- Data entries -
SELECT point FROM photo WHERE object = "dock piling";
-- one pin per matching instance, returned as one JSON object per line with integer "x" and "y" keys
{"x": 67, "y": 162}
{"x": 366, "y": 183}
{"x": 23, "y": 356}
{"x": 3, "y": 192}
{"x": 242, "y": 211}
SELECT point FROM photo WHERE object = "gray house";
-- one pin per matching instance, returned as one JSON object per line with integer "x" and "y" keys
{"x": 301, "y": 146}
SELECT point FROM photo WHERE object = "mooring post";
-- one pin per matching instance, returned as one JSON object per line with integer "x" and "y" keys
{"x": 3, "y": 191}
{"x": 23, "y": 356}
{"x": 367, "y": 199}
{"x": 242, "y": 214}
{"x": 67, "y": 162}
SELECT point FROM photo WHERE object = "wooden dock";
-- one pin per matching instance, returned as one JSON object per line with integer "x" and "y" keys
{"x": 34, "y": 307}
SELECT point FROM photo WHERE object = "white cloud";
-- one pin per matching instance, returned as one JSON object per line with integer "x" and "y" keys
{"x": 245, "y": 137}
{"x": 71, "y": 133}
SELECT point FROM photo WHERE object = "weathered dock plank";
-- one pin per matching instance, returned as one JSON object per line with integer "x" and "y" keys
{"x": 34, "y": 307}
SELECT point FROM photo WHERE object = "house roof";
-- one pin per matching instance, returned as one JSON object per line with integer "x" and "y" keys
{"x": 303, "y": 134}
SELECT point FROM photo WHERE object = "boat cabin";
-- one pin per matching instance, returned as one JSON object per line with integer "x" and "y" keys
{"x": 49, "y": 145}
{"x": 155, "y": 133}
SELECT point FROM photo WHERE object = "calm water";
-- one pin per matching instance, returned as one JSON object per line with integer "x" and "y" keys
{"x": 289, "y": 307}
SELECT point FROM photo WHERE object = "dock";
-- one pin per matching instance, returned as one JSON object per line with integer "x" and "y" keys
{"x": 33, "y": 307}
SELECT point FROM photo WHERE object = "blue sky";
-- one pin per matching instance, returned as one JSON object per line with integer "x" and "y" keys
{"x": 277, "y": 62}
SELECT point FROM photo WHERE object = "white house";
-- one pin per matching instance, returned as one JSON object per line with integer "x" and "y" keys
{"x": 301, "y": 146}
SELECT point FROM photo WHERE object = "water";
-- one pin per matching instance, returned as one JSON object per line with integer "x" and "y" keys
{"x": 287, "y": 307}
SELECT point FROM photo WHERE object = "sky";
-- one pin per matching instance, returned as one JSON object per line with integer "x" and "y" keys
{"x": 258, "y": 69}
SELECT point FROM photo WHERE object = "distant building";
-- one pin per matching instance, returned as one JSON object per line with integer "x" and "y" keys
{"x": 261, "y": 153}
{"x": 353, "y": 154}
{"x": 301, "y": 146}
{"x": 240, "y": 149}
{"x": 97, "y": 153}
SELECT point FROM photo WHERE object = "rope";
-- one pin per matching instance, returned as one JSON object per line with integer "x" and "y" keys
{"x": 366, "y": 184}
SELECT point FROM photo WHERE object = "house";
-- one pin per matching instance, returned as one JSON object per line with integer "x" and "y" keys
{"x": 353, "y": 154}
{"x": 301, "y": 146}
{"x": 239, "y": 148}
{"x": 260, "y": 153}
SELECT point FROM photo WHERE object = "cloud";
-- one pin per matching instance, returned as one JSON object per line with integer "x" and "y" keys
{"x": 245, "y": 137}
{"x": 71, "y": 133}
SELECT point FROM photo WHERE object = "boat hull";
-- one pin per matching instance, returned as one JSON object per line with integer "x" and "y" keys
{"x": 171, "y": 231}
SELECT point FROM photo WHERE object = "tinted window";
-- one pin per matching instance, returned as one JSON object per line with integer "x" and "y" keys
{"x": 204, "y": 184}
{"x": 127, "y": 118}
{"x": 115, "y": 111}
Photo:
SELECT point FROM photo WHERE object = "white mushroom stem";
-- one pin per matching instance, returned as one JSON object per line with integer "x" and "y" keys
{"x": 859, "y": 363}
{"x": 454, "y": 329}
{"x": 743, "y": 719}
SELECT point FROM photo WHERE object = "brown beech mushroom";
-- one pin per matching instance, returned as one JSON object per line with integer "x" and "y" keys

- Your goal -
Copy all the records above exactly, missing none.

- Answer to the task -
SELECT point FROM photo WHERE object = "dock piling";
-- one pin per matching instance, returned as one JSON object per line with integer "x" and "y" keys
{"x": 67, "y": 162}
{"x": 366, "y": 183}
{"x": 23, "y": 356}
{"x": 3, "y": 192}
{"x": 242, "y": 211}
SELECT point FROM photo WHERE object = "gray house";
-- one pin per matching instance, returned as one JSON object per line with integer "x" and "y" keys
{"x": 301, "y": 146}
SELECT point FROM photo WHERE object = "mooring post";
-- one pin per matching instance, returned as one JSON object per line with integer "x" and "y" keys
{"x": 3, "y": 191}
{"x": 23, "y": 356}
{"x": 367, "y": 199}
{"x": 242, "y": 214}
{"x": 67, "y": 162}
SELECT point FROM photo WHERE object = "wooden dock";
-- one pin per matching instance, returned as one JSON object per line with integer "x" and "y" keys
{"x": 34, "y": 307}
SELECT point FROM photo WHERE object = "white cloud";
-- one pin per matching instance, returned as one JSON object per line with integer "x" and "y" keys
{"x": 245, "y": 137}
{"x": 71, "y": 133}
SELECT point FROM photo WHERE object = "weathered dock plank";
-- one pin per matching instance, returned as one JSON object per line with integer "x" and "y" keys
{"x": 34, "y": 307}
SELECT point FROM photo WHERE object = "house roof";
-- one pin per matching instance, returned as one JSON object per line with integer "x" and "y" keys
{"x": 303, "y": 134}
SELECT point FROM photo WHERE object = "boat cabin";
-- one pin per matching instance, returned as one JSON object per line with integer "x" and "y" keys
{"x": 49, "y": 145}
{"x": 155, "y": 133}
SELECT point FROM photo WHERE object = "calm water";
-- one pin per matching instance, returned as one JSON object per line with integer "x" and "y" keys
{"x": 289, "y": 307}
SELECT point FROM photo WHERE object = "dock";
-- one pin per matching instance, returned as one JSON object per line with integer "x" and "y" keys
{"x": 33, "y": 307}
SELECT point FROM photo WHERE object = "blue sky";
-- one pin per matching instance, returned as one JSON object per line with integer "x" and "y" keys
{"x": 277, "y": 62}
SELECT point FROM photo WHERE object = "white house";
-- one pin per matching instance, returned as one JSON object per line with integer "x" and "y" keys
{"x": 301, "y": 146}
SELECT point FROM photo WHERE object = "water";
-- one pin per matching instance, returned as one JSON object per line with integer "x" and "y" keys
{"x": 287, "y": 307}
SELECT point FROM photo WHERE object = "sky";
-- one pin per matching instance, returned as one JSON object per line with integer "x" and "y" keys
{"x": 258, "y": 69}
SELECT point FROM photo WHERE object = "distant building";
-- one pin per matching instance, returned as one JSON object per line with integer "x" and "y" keys
{"x": 261, "y": 153}
{"x": 353, "y": 154}
{"x": 301, "y": 146}
{"x": 240, "y": 149}
{"x": 97, "y": 153}
SELECT point FROM photo WHERE object = "rope";
-- one pin per matching instance, returned as one JSON object per line with integer "x" and "y" keys
{"x": 366, "y": 184}
SELECT point FROM photo WHERE object = "house";
-- one pin per matching instance, returned as one JSON object per line with integer "x" and "y" keys
{"x": 353, "y": 154}
{"x": 301, "y": 146}
{"x": 239, "y": 148}
{"x": 260, "y": 153}
SELECT point FROM photo WHERE object = "cloud";
-- one pin per matching instance, returned as one JSON object per line with integer "x" and "y" keys
{"x": 245, "y": 137}
{"x": 71, "y": 133}
SELECT point FROM photo WHERE object = "boat hull";
-- one pin per matching instance, returned as one JSON object per line with integer "x" and "y" keys
{"x": 171, "y": 231}
SELECT point FROM photo WHERE object = "tinted window";
-- one pin per matching instance, returned as one JSON object per line with integer "x" and "y" keys
{"x": 204, "y": 184}
{"x": 127, "y": 118}
{"x": 115, "y": 111}
Photo:
SELECT point FROM photo WHERE object = "white mushroom stem";
-- one pin per matching instance, returned as one JSON object per line with integer "x" and "y" keys
{"x": 859, "y": 363}
{"x": 454, "y": 329}
{"x": 743, "y": 719}
SELECT point FROM photo WHERE object = "brown beech mushroom";
-- one pin per matching instance, returned as one JSON object per line with integer "x" and "y" keys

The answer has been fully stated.